----- DATA IN THIS EXERCISE

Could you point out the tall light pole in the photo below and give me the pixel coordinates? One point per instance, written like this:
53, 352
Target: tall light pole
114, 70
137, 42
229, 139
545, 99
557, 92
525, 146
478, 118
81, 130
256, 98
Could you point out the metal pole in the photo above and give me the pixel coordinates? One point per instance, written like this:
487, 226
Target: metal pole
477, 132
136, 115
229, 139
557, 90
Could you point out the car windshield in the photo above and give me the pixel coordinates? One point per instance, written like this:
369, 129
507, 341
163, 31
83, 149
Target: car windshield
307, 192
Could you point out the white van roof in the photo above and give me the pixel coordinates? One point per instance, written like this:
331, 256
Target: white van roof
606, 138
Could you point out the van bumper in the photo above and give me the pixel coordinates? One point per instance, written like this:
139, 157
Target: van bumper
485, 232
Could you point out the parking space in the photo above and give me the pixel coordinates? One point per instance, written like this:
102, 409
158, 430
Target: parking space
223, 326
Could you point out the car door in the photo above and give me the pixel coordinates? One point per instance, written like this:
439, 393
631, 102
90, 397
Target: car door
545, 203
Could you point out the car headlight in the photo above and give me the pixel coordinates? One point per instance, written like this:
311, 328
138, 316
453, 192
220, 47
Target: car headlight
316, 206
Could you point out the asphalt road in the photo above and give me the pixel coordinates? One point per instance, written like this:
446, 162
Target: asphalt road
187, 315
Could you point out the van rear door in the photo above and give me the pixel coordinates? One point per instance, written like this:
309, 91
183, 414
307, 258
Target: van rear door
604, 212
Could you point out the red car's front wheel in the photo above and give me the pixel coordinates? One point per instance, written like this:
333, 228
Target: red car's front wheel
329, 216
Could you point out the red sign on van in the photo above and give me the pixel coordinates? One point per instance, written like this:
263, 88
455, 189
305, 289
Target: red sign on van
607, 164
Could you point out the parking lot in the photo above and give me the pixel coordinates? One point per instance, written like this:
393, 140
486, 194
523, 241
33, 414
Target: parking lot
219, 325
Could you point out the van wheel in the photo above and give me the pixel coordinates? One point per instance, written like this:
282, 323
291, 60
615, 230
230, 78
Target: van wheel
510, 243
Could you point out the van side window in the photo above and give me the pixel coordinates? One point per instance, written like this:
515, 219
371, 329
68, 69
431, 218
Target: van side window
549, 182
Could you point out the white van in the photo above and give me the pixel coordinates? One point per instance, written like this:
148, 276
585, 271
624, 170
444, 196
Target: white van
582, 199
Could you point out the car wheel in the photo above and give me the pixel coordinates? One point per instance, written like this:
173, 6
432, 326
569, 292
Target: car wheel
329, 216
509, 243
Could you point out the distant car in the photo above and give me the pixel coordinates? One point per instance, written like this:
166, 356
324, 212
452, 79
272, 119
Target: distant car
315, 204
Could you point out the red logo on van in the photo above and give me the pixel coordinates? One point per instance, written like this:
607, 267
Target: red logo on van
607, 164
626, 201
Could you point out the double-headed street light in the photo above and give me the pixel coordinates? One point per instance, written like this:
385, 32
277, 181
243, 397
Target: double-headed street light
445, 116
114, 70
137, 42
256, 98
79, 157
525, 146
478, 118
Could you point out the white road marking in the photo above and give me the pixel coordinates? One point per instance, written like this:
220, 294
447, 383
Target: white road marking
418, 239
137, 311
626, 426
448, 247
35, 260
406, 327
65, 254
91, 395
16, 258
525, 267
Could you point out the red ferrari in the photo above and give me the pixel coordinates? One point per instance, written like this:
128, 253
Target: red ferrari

----------

(SET EXERCISE) Rewrite the material from the line containing "Could you point out the van side" through the end of the material, replacing "Target" with "Label" and leaving everything else unchanged.

(REPLY TO THE TASK)
Could you point out the van side window in the photo above and give me the pixel coordinates? One point per instance, written like this:
515, 219
371, 329
68, 69
431, 218
Label: van side window
549, 182
Could you point out the white van in the photo above and give me the pixel coordinates? One point per instance, written like this:
148, 276
585, 271
624, 170
444, 196
Label: white van
582, 199
Could you point out the car wheel in the photo above and give me the pixel coordinates? One point per instance, written like this:
173, 6
432, 326
569, 292
Label: car wheel
329, 216
509, 243
Could you point out the distant car in the photo above and give me the pixel coordinates? One point per instance, written like this:
166, 356
324, 212
452, 79
272, 119
Label: distant car
315, 204
Could you point out the red logo on van in the photo above and give me the pixel coordinates? One point per instance, written like this:
607, 267
Label: red logo on van
607, 164
626, 201
Could you point out the double-headed street light in the photo above and give me the pixel coordinates? One point per instance, written like this:
385, 32
277, 181
243, 397
Label: double-headed street light
445, 116
114, 70
137, 42
256, 98
79, 157
525, 146
478, 118
Could you point out the white road marking in the photo above and give me the pixel coordinates? One point per instance, written like this:
220, 294
447, 383
Label: white road marking
418, 239
137, 311
626, 426
448, 247
35, 260
406, 327
65, 254
91, 395
16, 258
525, 267
Could you point out the red ferrari in the photo above and give me the pixel coordinates? One point per instance, written like this:
128, 253
Label: red ferrari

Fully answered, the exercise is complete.